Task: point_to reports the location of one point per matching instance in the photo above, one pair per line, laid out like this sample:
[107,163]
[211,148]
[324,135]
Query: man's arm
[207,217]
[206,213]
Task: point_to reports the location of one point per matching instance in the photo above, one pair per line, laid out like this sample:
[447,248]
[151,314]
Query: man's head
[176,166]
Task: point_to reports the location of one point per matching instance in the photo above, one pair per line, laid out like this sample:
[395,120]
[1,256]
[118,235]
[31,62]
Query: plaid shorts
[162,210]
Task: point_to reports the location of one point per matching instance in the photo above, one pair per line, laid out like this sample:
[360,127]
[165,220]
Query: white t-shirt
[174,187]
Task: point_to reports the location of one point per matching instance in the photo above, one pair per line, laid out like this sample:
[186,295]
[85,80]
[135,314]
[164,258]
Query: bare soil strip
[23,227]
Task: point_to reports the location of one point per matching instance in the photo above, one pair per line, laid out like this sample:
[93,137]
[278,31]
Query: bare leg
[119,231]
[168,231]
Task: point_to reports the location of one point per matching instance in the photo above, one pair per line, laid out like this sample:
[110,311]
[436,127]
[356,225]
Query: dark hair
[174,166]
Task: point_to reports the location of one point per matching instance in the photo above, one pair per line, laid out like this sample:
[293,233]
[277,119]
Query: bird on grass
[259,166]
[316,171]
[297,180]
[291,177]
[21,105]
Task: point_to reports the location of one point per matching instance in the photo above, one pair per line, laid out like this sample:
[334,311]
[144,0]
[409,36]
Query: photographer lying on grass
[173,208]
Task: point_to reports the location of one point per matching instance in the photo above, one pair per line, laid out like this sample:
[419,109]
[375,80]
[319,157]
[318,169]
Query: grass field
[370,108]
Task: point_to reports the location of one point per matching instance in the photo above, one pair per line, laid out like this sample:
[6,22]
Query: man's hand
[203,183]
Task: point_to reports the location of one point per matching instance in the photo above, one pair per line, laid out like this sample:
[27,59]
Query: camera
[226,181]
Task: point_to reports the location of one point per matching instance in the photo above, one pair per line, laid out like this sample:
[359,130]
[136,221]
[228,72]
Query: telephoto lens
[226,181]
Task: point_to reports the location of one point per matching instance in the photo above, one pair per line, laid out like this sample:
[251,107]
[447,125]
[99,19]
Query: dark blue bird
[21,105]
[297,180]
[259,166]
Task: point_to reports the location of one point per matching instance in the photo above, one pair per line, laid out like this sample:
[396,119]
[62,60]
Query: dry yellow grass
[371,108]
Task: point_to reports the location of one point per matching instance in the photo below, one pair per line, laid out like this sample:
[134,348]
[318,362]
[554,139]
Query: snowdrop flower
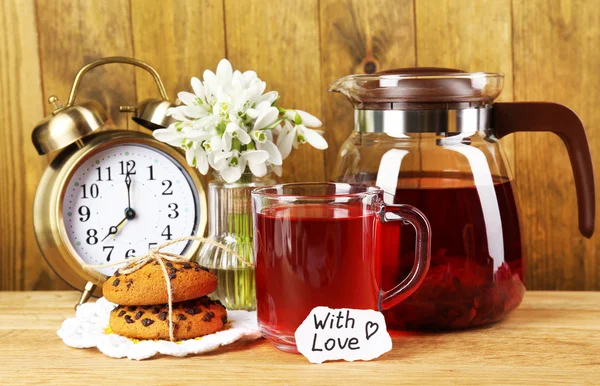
[231,124]
[291,136]
[231,164]
[232,131]
[197,157]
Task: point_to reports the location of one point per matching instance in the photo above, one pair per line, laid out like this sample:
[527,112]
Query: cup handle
[417,219]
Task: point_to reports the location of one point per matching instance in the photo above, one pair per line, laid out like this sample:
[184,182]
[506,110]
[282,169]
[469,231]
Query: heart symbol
[370,329]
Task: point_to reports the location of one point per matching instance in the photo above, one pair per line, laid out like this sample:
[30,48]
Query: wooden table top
[552,339]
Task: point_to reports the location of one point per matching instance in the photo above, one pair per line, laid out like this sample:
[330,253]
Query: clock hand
[114,229]
[128,184]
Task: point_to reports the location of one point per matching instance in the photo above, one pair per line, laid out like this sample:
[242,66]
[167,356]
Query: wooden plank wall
[548,50]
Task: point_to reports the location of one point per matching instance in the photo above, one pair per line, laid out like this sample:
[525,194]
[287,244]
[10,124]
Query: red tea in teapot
[475,275]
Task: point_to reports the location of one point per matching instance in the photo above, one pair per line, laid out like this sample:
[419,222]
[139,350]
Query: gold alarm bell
[74,121]
[116,194]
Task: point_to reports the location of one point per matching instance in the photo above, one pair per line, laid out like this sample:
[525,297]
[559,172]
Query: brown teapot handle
[512,117]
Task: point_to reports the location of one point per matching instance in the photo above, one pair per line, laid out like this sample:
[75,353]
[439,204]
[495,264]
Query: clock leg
[87,293]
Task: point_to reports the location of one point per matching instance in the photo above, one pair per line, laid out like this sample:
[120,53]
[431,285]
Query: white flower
[231,164]
[234,131]
[231,124]
[290,135]
[196,156]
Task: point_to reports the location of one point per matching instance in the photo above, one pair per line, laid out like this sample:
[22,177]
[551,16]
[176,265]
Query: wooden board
[280,41]
[552,339]
[548,50]
[20,166]
[195,32]
[74,34]
[359,37]
[556,59]
[454,34]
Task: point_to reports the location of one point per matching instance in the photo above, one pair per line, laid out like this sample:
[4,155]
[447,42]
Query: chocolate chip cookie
[191,319]
[147,286]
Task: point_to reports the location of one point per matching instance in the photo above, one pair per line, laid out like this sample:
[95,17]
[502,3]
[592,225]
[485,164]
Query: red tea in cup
[320,245]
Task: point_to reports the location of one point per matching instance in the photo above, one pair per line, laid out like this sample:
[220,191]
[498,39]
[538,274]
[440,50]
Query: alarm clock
[111,195]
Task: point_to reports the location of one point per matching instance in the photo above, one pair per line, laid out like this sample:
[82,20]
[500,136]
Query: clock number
[99,169]
[173,206]
[151,167]
[167,232]
[168,191]
[92,239]
[84,211]
[94,191]
[130,166]
[109,252]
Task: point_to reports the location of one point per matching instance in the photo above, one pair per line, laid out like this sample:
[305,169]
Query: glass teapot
[429,138]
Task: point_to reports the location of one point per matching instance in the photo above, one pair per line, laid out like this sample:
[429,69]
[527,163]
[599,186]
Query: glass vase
[230,224]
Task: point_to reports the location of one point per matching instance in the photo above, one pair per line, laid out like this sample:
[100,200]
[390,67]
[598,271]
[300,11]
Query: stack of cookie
[142,297]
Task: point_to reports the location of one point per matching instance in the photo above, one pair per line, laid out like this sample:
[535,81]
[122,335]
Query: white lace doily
[89,328]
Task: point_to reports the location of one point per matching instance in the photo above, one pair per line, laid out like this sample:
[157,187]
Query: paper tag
[343,333]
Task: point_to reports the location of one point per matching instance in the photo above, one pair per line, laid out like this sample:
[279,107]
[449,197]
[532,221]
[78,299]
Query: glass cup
[320,244]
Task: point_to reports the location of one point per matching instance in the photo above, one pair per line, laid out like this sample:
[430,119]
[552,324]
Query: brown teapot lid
[421,87]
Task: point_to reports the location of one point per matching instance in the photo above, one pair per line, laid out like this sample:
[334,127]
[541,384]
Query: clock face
[126,199]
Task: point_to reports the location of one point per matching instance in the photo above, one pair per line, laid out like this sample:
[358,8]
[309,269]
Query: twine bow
[160,256]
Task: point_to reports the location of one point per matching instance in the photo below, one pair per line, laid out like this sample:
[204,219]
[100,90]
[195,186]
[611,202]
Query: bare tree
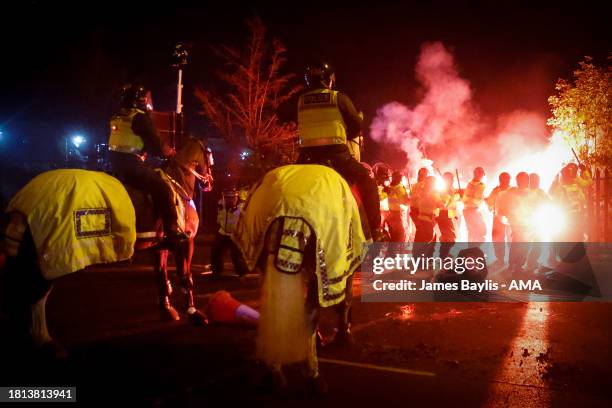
[582,110]
[253,88]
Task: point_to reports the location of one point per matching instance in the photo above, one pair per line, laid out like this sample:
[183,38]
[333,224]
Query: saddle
[149,228]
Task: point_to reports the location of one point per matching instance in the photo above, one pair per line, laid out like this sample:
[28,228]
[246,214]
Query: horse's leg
[183,257]
[344,336]
[38,329]
[315,383]
[164,285]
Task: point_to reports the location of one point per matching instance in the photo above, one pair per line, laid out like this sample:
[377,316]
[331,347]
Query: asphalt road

--------------------------------

*What is needed*: Only the records, copied exactly and without pictures, should make up the answer.

*Reply*:
Task: point_to reports the location of one point per matching instance in the photo above, one pair per line, laid out like this sample:
[107,163]
[211,148]
[324,135]
Query: man's arm
[207,217]
[206,213]
Task: point_to reports the location of one point per matching instance in the photo above, one pair per line, laid out like this sample:
[447,248]
[151,314]
Query: man's head
[176,166]
Task: point_to reports the location of one point per matching instance in the photo above, one pair per line, laid out like this sample:
[395,120]
[1,256]
[118,235]
[31,62]
Query: plaid shorts
[162,210]
Task: point_to reports the location of one point per matching instance in the photo above, one pair per line, laid out like this sample:
[360,127]
[165,220]
Query: white t-shirt
[174,187]
Task: point_to reports the location of one point per matching instance in the photo above, one pair per line, laid out like this sample:
[186,295]
[85,80]
[135,314]
[164,258]
Query: bare soil strip
[23,227]
Task: point_to reports the location of one point per matching instance in the photo above, one pair per line, laid out like this sample:
[93,137]
[278,31]
Query: bare leg
[119,231]
[168,231]
Task: point_to reports the location of one point per matching instance in the photo above, one pair per line, laid out like this sample:
[110,311]
[436,127]
[356,225]
Query: dark hair
[174,166]
Task: point_to reports the location of one point per matching instance in the photo above, one pair per line, laid out like this sample:
[293,233]
[277,119]
Query: bird on grass
[259,166]
[316,171]
[297,180]
[291,177]
[21,105]
Task: point_to reports the location of one point per matching instance in the photo above, one pair per line, laid out like this sample:
[334,311]
[144,0]
[409,36]
Query: photographer lying on grass
[173,208]
Task: point_to reports the location of one point per matching instance in the photo above, one pair per line, laid out like this sample:
[419,109]
[375,80]
[319,157]
[318,169]
Query: grass field
[370,108]
Task: point_to reports the location of one point per matching instance in the photo above, one pair per line, laid out like this sample:
[6,22]
Query: man's hand
[203,183]
Task: point_to reports the location of one point per matching instance in the photo above, one pair per line, laid out like this sample:
[27,59]
Query: camera
[226,181]
Task: point_to reports the location of one point per matching instance in the photo above, one pair per line, laid out like this sample:
[359,130]
[136,221]
[228,72]
Query: telephoto lens
[226,181]
Task: point_to reports the location of one point per matching instance in the photo above, one pair per line, laid out like this sample:
[251,107]
[447,125]
[99,19]
Query: dark blue bird
[21,105]
[297,180]
[259,166]
Task: point_to reports the location of one point per matching instance in the photo above, one pair per line, laid out like this sample:
[396,119]
[62,60]
Query: dry yellow grass
[371,108]
Task: point_to reports the location of one point per matching instance in the photo below, one pair per line, laid out like this sample:
[134,348]
[318,362]
[554,139]
Query: snowdrop flower
[231,124]
[291,136]
[231,164]
[232,131]
[197,157]
Task: point_to reports the location of one point per matching instance in the photo above, one pair per line, laid out like this sample:
[527,112]
Query: cup handle
[417,219]
Task: point_to reports the location of one point per matching instance in the photo above, one pair per line, laid out like this sample:
[184,182]
[506,110]
[282,169]
[469,231]
Query: heart symbol
[370,329]
Task: point_to reports the location of one point per matching instance in the photo above, one pair per line, laid out like this sample:
[30,48]
Query: wooden table top
[552,339]
Task: point_to reports the location of one point per matching instance in the photo above, one pair per line, laid out like this sample:
[330,253]
Query: clock hand
[114,229]
[128,184]
Task: point_to reports the location of one point per matching instance in the photo above, one pair per line, laid out like this sample:
[242,66]
[167,356]
Query: wooden plank wall
[548,50]
Task: point_to reports the location of one point per matching instance in the photo above, one pair per line, laid out like this sample:
[525,194]
[287,244]
[10,124]
Query: red tea in teapot
[475,275]
Task: point_to reports the location of one point per matching instance in the photo above, one pair per line, laid out like this sample:
[419,222]
[139,350]
Query: gold alarm bell
[74,121]
[116,194]
Task: point_to reports the location of one point per matching instance in the photo above, one pair per line, laid out like this sample:
[525,297]
[559,172]
Query: brown teapot handle
[512,117]
Task: point_to reports the location of one point per matching instance in the photo above, one pair per line, laid out like this sample:
[75,353]
[439,204]
[495,264]
Query: clock leg
[87,293]
Task: point_to reports the location of one point per matching instance in the photo above, one pair per line, laid out like this sample:
[120,53]
[431,285]
Query: white flower
[231,164]
[234,131]
[231,124]
[290,135]
[196,156]
Task: point_to reports the location of one point per matching instance in the photo above, one pair per line, laid out like this sample:
[22,177]
[551,16]
[176,265]
Query: wooden board
[280,41]
[552,339]
[548,50]
[20,166]
[195,32]
[74,34]
[359,37]
[556,59]
[454,34]
Task: point_to reports the location of one point per matching instance in the photo above, one pair per line, laid out like this sample:
[4,155]
[447,42]
Query: chocolate chip cookie
[191,319]
[147,286]
Task: point_to reports the location of one point per matching instance in the photo above, one pair per line, laid out like this sample:
[95,17]
[502,3]
[592,225]
[485,164]
Query: red tea in cup
[320,245]
Task: point_to reports the location of one point per matching instance in the photo above, one pair per line, laid out like this sample:
[220,191]
[498,39]
[538,274]
[440,50]
Query: alarm clock
[111,195]
Task: point_to reports the location of one point per matching instance in the photo above, one pair per line, laid out like this sample:
[82,20]
[500,136]
Query: clock number
[99,169]
[173,206]
[151,167]
[167,232]
[168,191]
[92,239]
[84,211]
[94,191]
[130,166]
[109,252]
Task: point_to reports the location of one point per matching instance in the photo above, one pair per line, laid out like this sample:
[305,169]
Query: glass teapot
[429,138]
Task: point_to reports the location of one point per matching instance in the photo above, one pair per line, laid out like this sample:
[429,69]
[527,163]
[599,186]
Query: glass vase
[230,224]
Task: point_to reports the location of one point per matching instance in the photo above, one pair per line, laid out like this sample:
[100,200]
[390,67]
[598,271]
[300,11]
Query: stack of cookie
[142,297]
Task: point_to reports the location of one point per matching instance in the photo above, one pair per line, laid out like this sample:
[535,81]
[122,335]
Query: white lace doily
[89,328]
Task: point_to reports the location of one point per matching instance in the photo above, one pair per line, laid out like this sample:
[157,187]
Query: paper tag
[343,333]
Task: point_to reports the location of one point per matching instance in the photo above, one pair per line, laid out like this sample:
[279,107]
[449,197]
[532,221]
[78,299]
Query: glass cup
[320,244]
Task: point_to reports the location of one point per matching instance in the photo above, one pair per line, laid out like this sample:
[430,119]
[552,324]
Query: brown teapot lid
[421,87]
Task: point_to reports the location of one point per matching instance in the photo above, one pair per line, laid out like this sample:
[334,127]
[541,384]
Query: clock face
[126,199]
Task: point_to reports the location of one point per matching instance in the photo above, one pair per line, laid out like this sample:
[358,8]
[309,269]
Query: twine bow
[160,256]
Task: point_to reports the location of one point per matching instance in the photo below, one pair per line, laid out like this sample:
[204,219]
[100,90]
[195,186]
[611,202]
Query: bare tree
[582,110]
[253,88]
Task: point_to reports the location of one point per matching instance in the photo above, one pair per line, laid out like this sample:
[183,38]
[333,224]
Query: saddle
[149,228]
Task: point_to reports the location of one point per matching instance in the photo above, one pair per line, laid out like this sample:
[28,228]
[246,214]
Query: horse's leg
[183,257]
[344,336]
[38,329]
[315,383]
[164,285]
Task: point_to reports the location of one point per matching instance in the photo above, one pair per line, laid out like this sample:
[377,316]
[331,347]
Query: asphalt road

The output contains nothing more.